[Annotated coordinate records]

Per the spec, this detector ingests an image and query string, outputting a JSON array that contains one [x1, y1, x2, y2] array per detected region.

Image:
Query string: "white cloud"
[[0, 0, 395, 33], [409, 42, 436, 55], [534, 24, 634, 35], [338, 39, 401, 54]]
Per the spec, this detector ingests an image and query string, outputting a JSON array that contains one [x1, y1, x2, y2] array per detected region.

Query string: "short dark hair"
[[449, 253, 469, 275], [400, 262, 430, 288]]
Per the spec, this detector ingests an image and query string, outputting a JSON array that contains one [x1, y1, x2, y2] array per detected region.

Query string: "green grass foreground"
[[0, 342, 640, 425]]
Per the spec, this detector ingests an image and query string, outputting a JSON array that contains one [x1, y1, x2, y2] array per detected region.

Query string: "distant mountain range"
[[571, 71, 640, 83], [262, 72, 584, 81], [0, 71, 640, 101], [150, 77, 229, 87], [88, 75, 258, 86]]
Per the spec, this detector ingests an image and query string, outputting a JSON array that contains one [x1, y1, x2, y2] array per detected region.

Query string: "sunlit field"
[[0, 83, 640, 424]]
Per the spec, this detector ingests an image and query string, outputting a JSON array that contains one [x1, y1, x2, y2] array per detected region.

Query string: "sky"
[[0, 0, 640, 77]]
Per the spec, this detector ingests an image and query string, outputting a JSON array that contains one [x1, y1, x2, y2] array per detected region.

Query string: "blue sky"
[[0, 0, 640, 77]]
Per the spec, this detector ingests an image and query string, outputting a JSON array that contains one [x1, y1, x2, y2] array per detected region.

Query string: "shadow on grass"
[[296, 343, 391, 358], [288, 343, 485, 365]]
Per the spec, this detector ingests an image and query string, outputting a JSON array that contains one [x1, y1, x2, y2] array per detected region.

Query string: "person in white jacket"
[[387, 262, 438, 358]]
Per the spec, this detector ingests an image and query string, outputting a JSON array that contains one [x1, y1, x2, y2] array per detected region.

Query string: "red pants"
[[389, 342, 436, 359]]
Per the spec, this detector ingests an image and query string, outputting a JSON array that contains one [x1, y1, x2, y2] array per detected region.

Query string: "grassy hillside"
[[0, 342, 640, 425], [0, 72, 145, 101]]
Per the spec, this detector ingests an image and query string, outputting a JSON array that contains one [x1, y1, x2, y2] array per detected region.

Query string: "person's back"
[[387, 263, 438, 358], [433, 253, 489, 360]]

EXERCISE INSTRUCTIONS. Can you rewrite all the records above, changing every "detector" to "locator" and keeping everything else the same?

FINAL ANSWER.
Per the spec, this locator ingests an image and query string, outputting a JSON array that contains one [x1, y1, x2, y2] array per detected region.

Image:
Query string: "white cloud"
[[0, 0, 395, 33], [409, 42, 436, 55], [534, 24, 634, 35], [338, 39, 401, 54]]
Per the spec, this locator ingests an image and query string, outputting a JSON array that contains one [x1, y1, x2, y2] array per detected region.

Query string: "short dark hair"
[[449, 253, 469, 275], [400, 262, 430, 288]]
Per the spec, this locator ingests an image and query string, outputting a JSON array that contains one [x1, y1, x2, y2] array per detected region.

Query string: "green grass foreground"
[[0, 342, 640, 425]]
Per the spec, this locator ingests an image and query string, outputting a JSON array that contains one [x1, y1, x2, y2] array per detected region.

Query string: "distant mountain range"
[[571, 71, 640, 83], [262, 72, 584, 81], [0, 71, 640, 101], [150, 77, 229, 87], [88, 75, 258, 86]]
Per the spec, this locator ingests an image and query string, outputting a JSON array that contains one [x1, y1, x2, y2] array per detected region.

Query string: "sunlit field"
[[0, 83, 640, 424]]
Per the spec, this locator ingests an image and query string, outputting a JSON array that contains one [x1, y1, x2, y2] array per detected region.

Query string: "sky"
[[0, 0, 640, 77]]
Per the spec, this locator ingests an image and query string, outputting a JSON array that contains one [x1, y1, x2, y2] array per detected region.

Query string: "blue sky"
[[0, 0, 640, 77]]
Per the spec, this locator ingests an image and query string, outputting a JSON array that contains one [x1, y1, x2, y2] array per detected region.

Query string: "shadow on grass"
[[296, 343, 391, 358], [288, 343, 485, 365]]
Per the spec, this locator ingests an image and query string, outputting a JSON array that contains one [x1, y1, x2, y2] array per detected region.

Query string: "person in white jacket"
[[387, 262, 438, 358]]
Per the spec, this locator ingests an image and query string, outputting a JSON array that contains one [x1, y1, x2, y2] array per detected region.

Query string: "red pants"
[[389, 342, 436, 359]]
Per the spec, this locator ingests an image and query string, outputting a JSON array that contains one [x1, y1, x2, y2] array per detected region.

Query string: "grassy hillside"
[[0, 342, 640, 425], [0, 72, 145, 101]]
Per the spec, this locator ingests an image and query string, outputting a JSON array that contains one [x1, y1, x2, y2] array per detected region.

Query string: "person's back"
[[387, 263, 438, 358], [433, 253, 489, 360]]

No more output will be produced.